*Work request*
Set down every line of the data exactly, skipping the pictures.

Saved data entries
....................

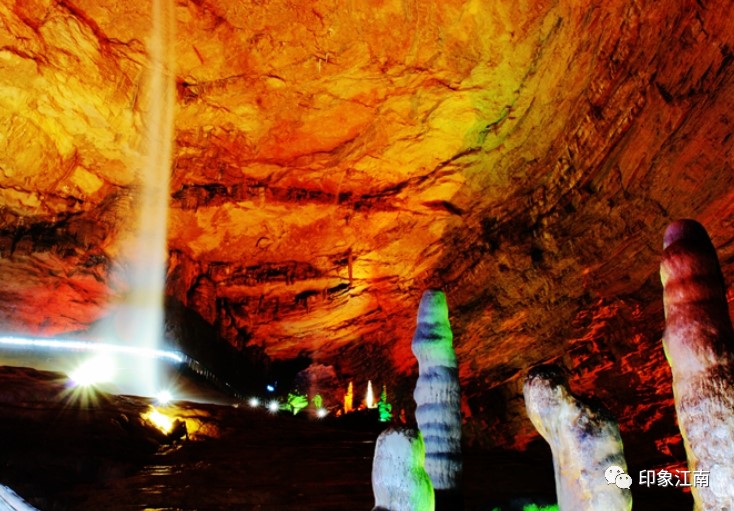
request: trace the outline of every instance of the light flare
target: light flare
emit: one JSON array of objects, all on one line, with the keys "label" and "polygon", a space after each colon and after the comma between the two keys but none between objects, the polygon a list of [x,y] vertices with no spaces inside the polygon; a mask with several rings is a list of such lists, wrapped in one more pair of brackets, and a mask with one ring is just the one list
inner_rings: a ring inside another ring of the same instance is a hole
[{"label": "light flare", "polygon": [[173,400],[173,395],[169,390],[161,390],[155,399],[158,401],[158,404],[167,405]]},{"label": "light flare", "polygon": [[257,408],[258,406],[260,406],[260,400],[256,397],[251,397],[247,404],[249,404],[252,408]]},{"label": "light flare", "polygon": [[110,356],[98,355],[86,360],[69,374],[77,387],[88,387],[112,381],[115,375],[115,362]]},{"label": "light flare", "polygon": [[268,403],[268,411],[270,413],[278,413],[279,410],[280,410],[280,403],[278,403],[277,401],[273,400]]}]

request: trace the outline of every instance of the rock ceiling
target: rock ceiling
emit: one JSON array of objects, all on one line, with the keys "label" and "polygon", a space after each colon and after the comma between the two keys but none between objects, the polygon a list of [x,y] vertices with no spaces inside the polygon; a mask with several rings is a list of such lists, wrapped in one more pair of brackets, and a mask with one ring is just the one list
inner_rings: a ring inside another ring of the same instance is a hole
[{"label": "rock ceiling", "polygon": [[[407,401],[442,288],[475,437],[533,438],[522,376],[555,361],[664,452],[665,225],[701,221],[734,280],[731,12],[179,0],[169,300]],[[150,26],[146,2],[0,1],[7,331],[86,330],[125,292]]]}]

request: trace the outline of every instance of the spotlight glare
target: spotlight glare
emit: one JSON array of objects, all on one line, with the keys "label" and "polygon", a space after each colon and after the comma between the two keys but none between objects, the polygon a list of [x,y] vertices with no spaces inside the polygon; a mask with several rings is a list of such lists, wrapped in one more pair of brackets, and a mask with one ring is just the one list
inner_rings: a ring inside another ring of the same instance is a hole
[{"label": "spotlight glare", "polygon": [[252,408],[257,408],[260,406],[260,400],[256,397],[251,397],[250,400],[247,402]]},{"label": "spotlight glare", "polygon": [[319,419],[323,419],[327,415],[329,415],[329,411],[326,408],[319,408],[318,410],[316,410],[316,417],[318,417]]},{"label": "spotlight glare", "polygon": [[112,380],[115,364],[111,357],[96,356],[77,367],[69,378],[77,387],[88,387]]},{"label": "spotlight glare", "polygon": [[268,410],[270,411],[270,413],[277,413],[278,410],[280,410],[280,403],[275,400],[270,401],[268,403]]},{"label": "spotlight glare", "polygon": [[173,395],[171,395],[171,392],[168,390],[161,390],[158,395],[156,396],[156,401],[158,401],[158,404],[161,405],[167,405],[173,400]]}]

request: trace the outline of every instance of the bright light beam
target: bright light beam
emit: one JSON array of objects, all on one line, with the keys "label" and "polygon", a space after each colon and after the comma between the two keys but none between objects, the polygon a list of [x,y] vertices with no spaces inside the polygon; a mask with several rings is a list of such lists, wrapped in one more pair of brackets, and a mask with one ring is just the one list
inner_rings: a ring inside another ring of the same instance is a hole
[{"label": "bright light beam", "polygon": [[167,405],[173,400],[173,395],[171,395],[171,392],[168,390],[161,390],[155,399],[158,401],[158,404]]},{"label": "bright light beam", "polygon": [[96,355],[80,365],[70,375],[75,386],[88,387],[111,381],[115,374],[115,363],[111,357]]},{"label": "bright light beam", "polygon": [[141,346],[76,341],[73,339],[31,339],[27,337],[0,337],[0,345],[23,348],[51,348],[69,351],[90,351],[94,353],[122,353],[134,357],[158,358],[181,364],[184,355],[178,351],[158,350]]}]

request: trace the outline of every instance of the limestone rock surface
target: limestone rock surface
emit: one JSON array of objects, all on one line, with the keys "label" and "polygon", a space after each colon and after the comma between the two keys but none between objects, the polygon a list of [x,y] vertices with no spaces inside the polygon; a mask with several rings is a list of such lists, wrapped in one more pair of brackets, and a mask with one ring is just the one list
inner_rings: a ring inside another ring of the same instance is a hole
[{"label": "limestone rock surface", "polygon": [[[537,440],[521,375],[555,362],[679,457],[659,239],[698,219],[734,280],[731,1],[175,6],[166,292],[198,326],[171,332],[409,408],[441,288],[465,438]],[[125,292],[150,11],[0,1],[5,331],[84,331]]]}]

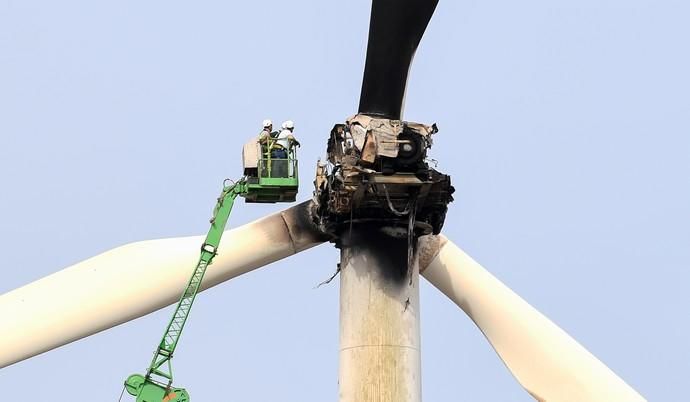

....................

*Response*
request: trace the outline of every instance of the light flare
target: light flare
emit: one JSON array of objects, all on one line, with the keys "label" and "polygon", a space after each colon and after the comma between the two keys but none between objects, the polygon a list of [x,y] vertices with no spaces inside the polygon; a mask with several rings is a list of such lists, wrapped in one more pair of brackets, and a mask with one ring is just the one list
inner_rings: a ring inside another ring of the same instance is a hole
[{"label": "light flare", "polygon": [[173,400],[173,395],[169,390],[161,390],[155,399],[158,401],[158,404],[167,405]]},{"label": "light flare", "polygon": [[257,408],[258,406],[260,406],[260,400],[256,397],[251,397],[247,404],[249,404],[252,408]]},{"label": "light flare", "polygon": [[110,356],[98,355],[86,360],[69,374],[77,387],[88,387],[112,381],[115,375],[115,362]]},{"label": "light flare", "polygon": [[268,403],[268,411],[270,413],[278,413],[279,410],[280,410],[280,403],[278,403],[277,401],[273,400]]}]

request: trace the outline of every instance of the rock ceiling
target: rock ceiling
emit: one JSON array of objects, all on one line, with the keys "label" and "polygon", a space after each colon and after the comma between the two keys but none between objects, the polygon a list of [x,y] vertices with no spaces inside the polygon; a mask with several rings is a list of such lists, wrapped in one more pair of brackets, and a mask with one ring is just the one list
inner_rings: a ring inside another ring of the same instance is a hole
[{"label": "rock ceiling", "polygon": [[[407,401],[442,288],[475,437],[533,438],[522,376],[555,361],[664,452],[665,225],[701,221],[734,280],[731,12],[179,0],[169,300]],[[150,26],[146,2],[0,1],[7,331],[86,330],[125,292]]]}]

request: trace the outline of every instance of the spotlight glare
target: spotlight glare
emit: one JSON array of objects, all on one line, with the keys "label" and "polygon", a space after each colon and after the comma between the two keys but none between objects, the polygon a list of [x,y] vertices with no spaces inside the polygon; a mask with several rings is a list of such lists, wrapped in one more pair of brackets, and a mask with one ring is just the one list
inner_rings: a ring inside another ring of the same instance is a hole
[{"label": "spotlight glare", "polygon": [[252,408],[257,408],[260,406],[260,400],[256,397],[251,397],[250,400],[247,402]]},{"label": "spotlight glare", "polygon": [[319,419],[323,419],[327,415],[329,415],[329,411],[326,408],[319,408],[318,410],[316,410],[316,417],[318,417]]},{"label": "spotlight glare", "polygon": [[112,380],[115,364],[111,357],[96,356],[77,367],[69,378],[77,387],[88,387]]},{"label": "spotlight glare", "polygon": [[268,410],[270,411],[270,413],[277,413],[278,410],[280,410],[280,403],[275,400],[270,401],[268,403]]},{"label": "spotlight glare", "polygon": [[173,395],[171,395],[171,392],[168,390],[161,390],[158,395],[156,396],[156,401],[158,401],[158,404],[161,405],[167,405],[173,400]]}]

request: trace the outline of every instance of the bright light beam
target: bright light beam
emit: one JSON array of objects, all on one line, with the keys "label" and "polygon", a space after each colon and after the comma between the two keys but none between objects, the polygon a list of [x,y] vertices with no spaces inside the polygon; a mask with several rings is a list of such lists, wrapped in one more pair of brackets, and a mask with one ring is just the one list
inner_rings: a ring inside another ring of the same instance is a hole
[{"label": "bright light beam", "polygon": [[167,405],[173,400],[173,395],[171,395],[171,392],[168,390],[161,390],[155,399],[158,401],[158,404]]},{"label": "bright light beam", "polygon": [[96,355],[80,365],[70,375],[75,386],[88,387],[111,381],[115,374],[115,363],[111,357]]},{"label": "bright light beam", "polygon": [[141,346],[76,341],[73,339],[31,339],[27,337],[0,337],[0,345],[23,348],[51,348],[69,351],[90,351],[94,353],[122,353],[134,357],[158,358],[181,364],[184,355],[178,351],[158,350]]}]

request: trace the outline of every instance of the limestone rock surface
target: limestone rock surface
emit: one JSON array of objects, all on one line, with the keys "label" and "polygon", a space after each colon and after the comma between the two keys but none between objects, the polygon a list of [x,y] vertices with no spaces inside the polygon; a mask with several rings is a list of such lists, wrapped in one more pair of brackets, and a mask with one ring is just the one list
inner_rings: a ring inside another ring of the same instance is a hole
[{"label": "limestone rock surface", "polygon": [[[537,440],[521,375],[555,362],[679,457],[659,239],[698,219],[734,280],[731,1],[175,6],[166,292],[198,326],[171,332],[409,408],[441,288],[465,438]],[[125,292],[150,11],[0,1],[5,331],[84,331]]]}]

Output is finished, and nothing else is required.